[Lines of data]
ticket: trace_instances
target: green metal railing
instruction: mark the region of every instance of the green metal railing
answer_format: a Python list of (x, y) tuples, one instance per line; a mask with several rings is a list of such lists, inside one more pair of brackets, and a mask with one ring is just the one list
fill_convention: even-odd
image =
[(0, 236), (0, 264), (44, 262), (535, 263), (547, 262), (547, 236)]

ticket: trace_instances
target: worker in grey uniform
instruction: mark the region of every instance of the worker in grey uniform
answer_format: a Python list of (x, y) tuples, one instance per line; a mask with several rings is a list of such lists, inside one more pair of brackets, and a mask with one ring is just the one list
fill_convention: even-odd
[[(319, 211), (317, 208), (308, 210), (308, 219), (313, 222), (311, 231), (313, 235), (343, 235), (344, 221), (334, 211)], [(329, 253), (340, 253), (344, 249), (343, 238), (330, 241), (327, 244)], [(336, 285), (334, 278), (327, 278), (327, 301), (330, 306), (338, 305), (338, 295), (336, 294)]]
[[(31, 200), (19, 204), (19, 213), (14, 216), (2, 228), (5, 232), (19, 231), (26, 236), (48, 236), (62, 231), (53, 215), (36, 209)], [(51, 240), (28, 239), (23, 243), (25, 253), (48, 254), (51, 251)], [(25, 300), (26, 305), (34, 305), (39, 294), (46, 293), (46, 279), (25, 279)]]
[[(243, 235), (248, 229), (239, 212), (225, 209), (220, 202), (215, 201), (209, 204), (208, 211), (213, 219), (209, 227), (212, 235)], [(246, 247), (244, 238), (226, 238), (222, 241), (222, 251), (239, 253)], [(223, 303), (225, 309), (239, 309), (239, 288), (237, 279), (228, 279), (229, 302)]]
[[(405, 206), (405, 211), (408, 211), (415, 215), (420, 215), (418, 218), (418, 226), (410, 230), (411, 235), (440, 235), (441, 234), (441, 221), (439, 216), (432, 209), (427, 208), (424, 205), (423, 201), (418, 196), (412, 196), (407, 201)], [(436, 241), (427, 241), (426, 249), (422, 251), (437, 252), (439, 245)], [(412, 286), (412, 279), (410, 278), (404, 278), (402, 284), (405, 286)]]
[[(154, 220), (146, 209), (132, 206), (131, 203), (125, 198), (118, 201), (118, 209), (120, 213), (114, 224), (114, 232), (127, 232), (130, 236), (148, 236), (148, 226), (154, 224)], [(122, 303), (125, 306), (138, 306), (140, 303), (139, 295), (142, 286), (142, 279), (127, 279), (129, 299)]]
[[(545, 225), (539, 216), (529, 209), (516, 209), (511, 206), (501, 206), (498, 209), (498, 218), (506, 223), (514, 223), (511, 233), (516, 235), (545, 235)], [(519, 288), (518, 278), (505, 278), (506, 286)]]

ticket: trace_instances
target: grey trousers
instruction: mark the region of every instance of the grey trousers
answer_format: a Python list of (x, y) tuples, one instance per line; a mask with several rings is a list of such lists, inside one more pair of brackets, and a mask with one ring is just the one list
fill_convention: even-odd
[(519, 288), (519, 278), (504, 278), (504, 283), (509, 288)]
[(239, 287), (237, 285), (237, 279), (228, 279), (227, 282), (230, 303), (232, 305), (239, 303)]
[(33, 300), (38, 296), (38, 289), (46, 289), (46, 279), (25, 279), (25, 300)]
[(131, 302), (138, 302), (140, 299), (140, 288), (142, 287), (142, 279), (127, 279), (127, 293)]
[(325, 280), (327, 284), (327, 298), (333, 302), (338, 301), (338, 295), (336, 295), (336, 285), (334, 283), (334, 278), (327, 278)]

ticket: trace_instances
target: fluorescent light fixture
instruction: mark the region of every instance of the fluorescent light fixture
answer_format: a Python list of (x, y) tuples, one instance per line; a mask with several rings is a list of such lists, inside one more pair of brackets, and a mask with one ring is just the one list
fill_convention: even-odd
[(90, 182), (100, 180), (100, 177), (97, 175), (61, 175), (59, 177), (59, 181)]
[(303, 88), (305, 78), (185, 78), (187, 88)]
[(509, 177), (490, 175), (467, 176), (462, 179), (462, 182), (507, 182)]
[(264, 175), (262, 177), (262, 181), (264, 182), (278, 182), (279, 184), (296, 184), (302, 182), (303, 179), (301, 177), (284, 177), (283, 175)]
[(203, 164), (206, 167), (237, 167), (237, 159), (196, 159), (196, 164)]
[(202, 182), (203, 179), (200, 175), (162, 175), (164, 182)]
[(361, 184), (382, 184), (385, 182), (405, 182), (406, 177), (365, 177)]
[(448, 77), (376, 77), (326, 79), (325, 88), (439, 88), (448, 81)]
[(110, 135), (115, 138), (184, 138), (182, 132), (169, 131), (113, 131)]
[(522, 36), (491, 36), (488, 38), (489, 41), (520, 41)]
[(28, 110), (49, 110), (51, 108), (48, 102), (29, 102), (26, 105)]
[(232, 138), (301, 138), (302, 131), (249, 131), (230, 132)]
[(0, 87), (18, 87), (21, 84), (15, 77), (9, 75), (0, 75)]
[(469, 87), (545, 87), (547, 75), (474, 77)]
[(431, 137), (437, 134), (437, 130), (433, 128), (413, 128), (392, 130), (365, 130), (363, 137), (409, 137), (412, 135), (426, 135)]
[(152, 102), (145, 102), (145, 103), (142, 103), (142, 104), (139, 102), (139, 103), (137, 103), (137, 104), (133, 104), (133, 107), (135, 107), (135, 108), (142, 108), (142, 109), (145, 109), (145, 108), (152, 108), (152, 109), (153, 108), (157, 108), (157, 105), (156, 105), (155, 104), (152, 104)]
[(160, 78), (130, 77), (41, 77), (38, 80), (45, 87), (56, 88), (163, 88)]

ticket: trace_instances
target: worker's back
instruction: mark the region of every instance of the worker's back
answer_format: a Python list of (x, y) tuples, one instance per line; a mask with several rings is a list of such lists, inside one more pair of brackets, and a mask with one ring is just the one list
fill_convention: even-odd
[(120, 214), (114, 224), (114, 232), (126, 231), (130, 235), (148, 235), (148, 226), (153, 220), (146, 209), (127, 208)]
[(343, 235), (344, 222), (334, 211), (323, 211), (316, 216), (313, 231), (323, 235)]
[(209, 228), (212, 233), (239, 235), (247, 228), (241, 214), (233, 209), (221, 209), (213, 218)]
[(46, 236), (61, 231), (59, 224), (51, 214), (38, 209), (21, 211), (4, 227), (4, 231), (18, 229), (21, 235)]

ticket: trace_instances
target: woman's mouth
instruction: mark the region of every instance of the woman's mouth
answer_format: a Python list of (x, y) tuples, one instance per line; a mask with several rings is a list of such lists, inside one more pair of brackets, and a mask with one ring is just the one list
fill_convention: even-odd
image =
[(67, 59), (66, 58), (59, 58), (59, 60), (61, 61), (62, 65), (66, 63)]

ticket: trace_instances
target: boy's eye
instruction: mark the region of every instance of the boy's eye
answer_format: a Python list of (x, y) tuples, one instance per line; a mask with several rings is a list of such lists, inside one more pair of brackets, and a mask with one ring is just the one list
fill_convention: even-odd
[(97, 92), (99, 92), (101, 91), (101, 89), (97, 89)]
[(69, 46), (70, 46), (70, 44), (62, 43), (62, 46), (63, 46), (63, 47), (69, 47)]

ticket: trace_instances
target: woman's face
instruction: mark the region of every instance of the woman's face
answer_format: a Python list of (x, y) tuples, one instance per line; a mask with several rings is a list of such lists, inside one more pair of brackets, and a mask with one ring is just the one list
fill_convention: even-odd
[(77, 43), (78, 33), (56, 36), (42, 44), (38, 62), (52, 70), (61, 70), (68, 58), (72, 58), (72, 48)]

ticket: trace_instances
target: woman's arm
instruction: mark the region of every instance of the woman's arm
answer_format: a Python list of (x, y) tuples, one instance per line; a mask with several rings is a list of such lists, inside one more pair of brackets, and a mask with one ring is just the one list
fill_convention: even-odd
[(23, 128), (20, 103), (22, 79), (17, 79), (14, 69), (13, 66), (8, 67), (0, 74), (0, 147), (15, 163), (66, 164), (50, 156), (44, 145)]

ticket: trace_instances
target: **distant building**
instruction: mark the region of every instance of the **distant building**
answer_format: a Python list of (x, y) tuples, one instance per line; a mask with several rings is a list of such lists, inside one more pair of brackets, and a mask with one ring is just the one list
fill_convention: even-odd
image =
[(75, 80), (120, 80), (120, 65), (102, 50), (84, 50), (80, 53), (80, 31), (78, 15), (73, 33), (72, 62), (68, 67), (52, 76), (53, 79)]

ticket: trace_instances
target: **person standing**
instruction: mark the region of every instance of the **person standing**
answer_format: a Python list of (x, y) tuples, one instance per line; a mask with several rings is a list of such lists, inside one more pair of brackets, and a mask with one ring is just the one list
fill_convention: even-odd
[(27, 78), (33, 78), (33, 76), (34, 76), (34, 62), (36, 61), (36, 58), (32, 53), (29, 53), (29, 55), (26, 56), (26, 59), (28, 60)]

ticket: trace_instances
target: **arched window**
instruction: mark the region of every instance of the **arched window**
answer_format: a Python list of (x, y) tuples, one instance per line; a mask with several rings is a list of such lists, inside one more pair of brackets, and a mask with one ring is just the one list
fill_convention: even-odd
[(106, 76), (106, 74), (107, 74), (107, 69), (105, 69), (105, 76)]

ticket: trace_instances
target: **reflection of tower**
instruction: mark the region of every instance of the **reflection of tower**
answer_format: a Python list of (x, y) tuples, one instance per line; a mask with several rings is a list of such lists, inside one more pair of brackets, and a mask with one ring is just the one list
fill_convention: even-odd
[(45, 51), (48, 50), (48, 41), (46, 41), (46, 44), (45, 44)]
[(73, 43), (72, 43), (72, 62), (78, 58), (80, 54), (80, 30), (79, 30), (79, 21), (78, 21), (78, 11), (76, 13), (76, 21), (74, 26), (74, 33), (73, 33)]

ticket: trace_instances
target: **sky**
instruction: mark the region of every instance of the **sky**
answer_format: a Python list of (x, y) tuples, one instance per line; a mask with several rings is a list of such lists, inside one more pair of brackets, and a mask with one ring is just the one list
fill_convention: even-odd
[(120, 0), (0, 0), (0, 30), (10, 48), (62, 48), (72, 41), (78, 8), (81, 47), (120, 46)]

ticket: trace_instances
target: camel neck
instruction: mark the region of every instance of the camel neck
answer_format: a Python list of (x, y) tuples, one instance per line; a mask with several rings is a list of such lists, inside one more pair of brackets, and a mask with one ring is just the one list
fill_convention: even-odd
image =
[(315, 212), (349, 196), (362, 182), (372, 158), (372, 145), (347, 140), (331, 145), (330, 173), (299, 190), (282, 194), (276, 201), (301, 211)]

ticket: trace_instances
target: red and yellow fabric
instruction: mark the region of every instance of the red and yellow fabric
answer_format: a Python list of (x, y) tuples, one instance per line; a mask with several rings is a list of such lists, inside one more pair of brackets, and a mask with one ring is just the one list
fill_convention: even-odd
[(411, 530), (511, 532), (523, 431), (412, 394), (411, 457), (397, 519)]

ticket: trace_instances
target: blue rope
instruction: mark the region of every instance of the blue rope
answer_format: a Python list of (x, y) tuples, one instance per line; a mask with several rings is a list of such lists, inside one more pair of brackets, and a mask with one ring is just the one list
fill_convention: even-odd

§ **Set exercise**
Copy the records without any changes, starting at the very beginning and ending at the line that contains "262), (547, 236)]", with that line included.

§ **Exercise output**
ticket: trace_instances
target: green metal railing
instruction: mark the region of every instance of the green metal railing
answer_format: a Python list of (x, y) tuples, one instance per line; a mask with several rings is a list of such lists, inside one more pair of brackets, and a mask with one ring is just the one list
fill_convention: even-odd
image =
[(0, 236), (0, 264), (44, 262), (535, 263), (547, 262), (547, 236)]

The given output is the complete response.